@hackage dataframe-persistent0.3.0.0

Persistent database integration for the dataframe library

dataframe-persistent

Load SQLite into a dataframe. The schema is read for you: at runtime when you're exploring, or at compile time when you want type safety. You don't write a persistent entity, a persistLowerCase block, or any instances.

This README is a runnable scripths notebook. Every Haskell block runs top-to-bottom in one shared session against ./data/chinook.db. Reproduce every output below with scripths docs/base_scripts/base_readme.md -o README.md run from dataframe-persistent/.

Three ways in

Tier You write You get
Runtime readTable db "artists" a DataFrame, types inferred from the schema
Typed $(declareTable db "artists") + readTableTyped @Schema a compile-time schema type; columns checked by col @"Name"

(Recorded information):
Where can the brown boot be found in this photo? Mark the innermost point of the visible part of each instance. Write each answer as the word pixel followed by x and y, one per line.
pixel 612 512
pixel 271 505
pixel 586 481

(Problem 1): Retype the stretch of the dataframe-persistent README from "Load SQLite into" through "or any instances.".
(Problem 2): Write the next part of the dataframe-persistent README, starting right after its final line.
You can set the material aside.

(Right answer 1):
Load SQLite into a dataframe. The schema is read for you: at runtime when you're exploring, or at compile time when you want type safety. You don't write a persistent entity, a persistLowerCase block, or any instances.

(Right answer 2):
Persistent $(declareEntity db "artists") a full persistent entity: typed Filter DSL, write-back

Tier 0: runtime reads

This is the quickest way in, similar to pandas' read_sql_table / read_sql. You point at a file and a table.

-- cabal: build-depends: dataframe, dataframe-persistent, text
-- cabal: default-extensions: OverloadedStrings, TemplateHaskell, DataKinds
-- cabal: default-extensions: TypeApplications, TypeOperators, FlexibleContexts
import qualified DataFrame as D
import DataFrame.IO.Persistent.Read
import Data.Function ((&))

What tables are in this database?

listTables "./data/chinook.db"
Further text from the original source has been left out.